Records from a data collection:

▼

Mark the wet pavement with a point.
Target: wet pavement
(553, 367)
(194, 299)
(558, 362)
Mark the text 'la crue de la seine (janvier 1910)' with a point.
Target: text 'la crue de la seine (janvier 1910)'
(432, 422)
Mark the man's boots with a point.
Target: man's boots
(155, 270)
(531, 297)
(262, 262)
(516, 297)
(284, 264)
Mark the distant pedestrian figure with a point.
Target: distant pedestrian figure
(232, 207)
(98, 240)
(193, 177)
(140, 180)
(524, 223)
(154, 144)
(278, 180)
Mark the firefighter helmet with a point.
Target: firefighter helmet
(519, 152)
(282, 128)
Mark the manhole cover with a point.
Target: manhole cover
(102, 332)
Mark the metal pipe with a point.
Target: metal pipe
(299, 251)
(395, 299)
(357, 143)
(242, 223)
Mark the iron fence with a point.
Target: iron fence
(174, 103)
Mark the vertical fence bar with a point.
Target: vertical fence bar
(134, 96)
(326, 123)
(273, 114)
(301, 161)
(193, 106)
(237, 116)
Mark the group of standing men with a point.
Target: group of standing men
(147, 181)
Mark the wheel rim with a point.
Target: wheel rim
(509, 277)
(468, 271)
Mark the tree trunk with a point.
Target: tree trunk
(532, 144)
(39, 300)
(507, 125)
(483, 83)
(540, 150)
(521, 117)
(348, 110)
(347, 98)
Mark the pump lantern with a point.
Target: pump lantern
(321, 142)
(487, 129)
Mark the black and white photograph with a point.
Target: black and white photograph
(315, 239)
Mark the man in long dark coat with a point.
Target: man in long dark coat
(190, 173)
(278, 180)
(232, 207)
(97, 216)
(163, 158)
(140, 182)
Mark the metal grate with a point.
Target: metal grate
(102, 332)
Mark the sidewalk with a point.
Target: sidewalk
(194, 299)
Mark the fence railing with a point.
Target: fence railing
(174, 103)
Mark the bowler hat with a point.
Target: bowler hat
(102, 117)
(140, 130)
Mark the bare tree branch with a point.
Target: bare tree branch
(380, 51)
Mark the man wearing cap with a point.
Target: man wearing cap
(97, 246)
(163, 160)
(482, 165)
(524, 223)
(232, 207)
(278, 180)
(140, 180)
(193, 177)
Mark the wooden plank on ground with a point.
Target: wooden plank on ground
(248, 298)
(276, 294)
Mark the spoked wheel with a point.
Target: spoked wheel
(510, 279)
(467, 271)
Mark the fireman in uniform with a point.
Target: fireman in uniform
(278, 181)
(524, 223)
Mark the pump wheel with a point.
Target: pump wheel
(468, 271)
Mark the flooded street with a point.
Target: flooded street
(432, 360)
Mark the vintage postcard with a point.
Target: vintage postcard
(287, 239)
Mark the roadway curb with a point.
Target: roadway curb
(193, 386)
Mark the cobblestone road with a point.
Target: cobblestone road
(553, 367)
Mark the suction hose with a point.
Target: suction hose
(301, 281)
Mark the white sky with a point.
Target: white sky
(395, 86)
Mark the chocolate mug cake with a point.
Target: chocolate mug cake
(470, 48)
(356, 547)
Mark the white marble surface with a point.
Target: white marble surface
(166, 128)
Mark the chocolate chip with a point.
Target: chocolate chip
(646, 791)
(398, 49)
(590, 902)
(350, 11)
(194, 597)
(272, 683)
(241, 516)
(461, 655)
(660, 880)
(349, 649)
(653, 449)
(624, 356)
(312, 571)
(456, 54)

▲

### INSTRUCTIONS TO FOLLOW
Give the data back in full, matching it character for character.

### YOUR SOLUTION
Mark the wet pavement with a point.
Target: wet pavement
(553, 367)
(194, 299)
(558, 362)
Mark the text 'la crue de la seine (janvier 1910)' with a point.
Target: text 'la crue de la seine (janvier 1910)'
(432, 422)
Mark the man's boots with a point.
Target: man's boots
(155, 270)
(531, 297)
(262, 262)
(516, 297)
(284, 264)
Mark the distant pedestrian figure with a point.
Target: distant pedestrian figure
(232, 207)
(98, 240)
(193, 177)
(140, 180)
(524, 223)
(154, 144)
(278, 180)
Mark the firefighter helmet with a point.
Target: firefighter helmet
(519, 152)
(282, 128)
Mark the manhole cover with a point.
Target: manhole cover
(102, 332)
Mark the metal pipe with a point.
Target: metal pipe
(299, 251)
(395, 299)
(357, 143)
(242, 223)
Mark the iron fence with a point.
Target: iron fence
(174, 103)
Mark the vertical fence bar with a point.
Target: vertical fence bar
(134, 96)
(326, 123)
(273, 114)
(301, 161)
(193, 106)
(237, 116)
Mark the group of standing men with a point.
Target: group of standing men
(147, 181)
Mark the wheel rim with a point.
Target: wheel rim
(509, 277)
(468, 271)
Mark the tree trunk with a point.
Target: tree trunk
(532, 144)
(39, 300)
(507, 125)
(483, 83)
(540, 150)
(521, 117)
(348, 110)
(347, 98)
Mark the pump lantern with a point.
Target: pump lantern
(321, 142)
(487, 129)
Mark the black and white photograph with a point.
Target: black and white photograph
(315, 239)
Mark the man in long dark coat with a point.
Target: man in long dark coat
(190, 173)
(278, 180)
(232, 207)
(97, 216)
(163, 158)
(140, 182)
Mark the metal grate with a point.
Target: metal grate
(102, 332)
Mark the sidewalk with a point.
Target: sidewalk
(194, 299)
Mark the fence railing with a point.
Target: fence railing
(174, 103)
Mark the bowler hat with a point.
Target: bowler hat
(102, 117)
(140, 130)
Mark the bare tree branch with a point.
Target: bare tree branch
(380, 51)
Mark the man wearing cap with a point.
Target: man wearing cap
(97, 246)
(163, 160)
(482, 165)
(524, 223)
(232, 207)
(278, 180)
(140, 180)
(193, 177)
Mark the wooden plank on ground with a point.
Target: wooden plank on ground
(248, 298)
(276, 294)
Mark the spoked wheel with a point.
Target: spoked wheel
(510, 279)
(467, 271)
Mark the fireman in uniform with a point.
Target: fireman in uniform
(278, 181)
(524, 223)
Mark the pump wheel with a point.
Target: pump wheel
(468, 271)
Mark the flooded street with a point.
Target: flooded street
(432, 360)
Mark the vintage postcard with a point.
Target: vintage postcard
(287, 239)
Mark the roadway curb with a point.
Target: roadway curb
(193, 386)
Mark the cobblestone road with a point.
Target: cobblestone road
(553, 367)
Mark the suction hose with a point.
Target: suction hose
(301, 281)
Mark the white sky with a point.
Target: white sky
(395, 86)
Mark the chocolate mug cake with a point.
Target: chocolate mug cake
(470, 48)
(356, 547)
Mark the white marble surface with a point.
Target: white marble surface
(166, 128)
Mark the chocolate chip with a point.
Target: chocolate chip
(646, 791)
(398, 49)
(590, 902)
(350, 11)
(194, 597)
(272, 683)
(241, 516)
(461, 655)
(660, 880)
(349, 649)
(653, 449)
(624, 356)
(312, 571)
(456, 54)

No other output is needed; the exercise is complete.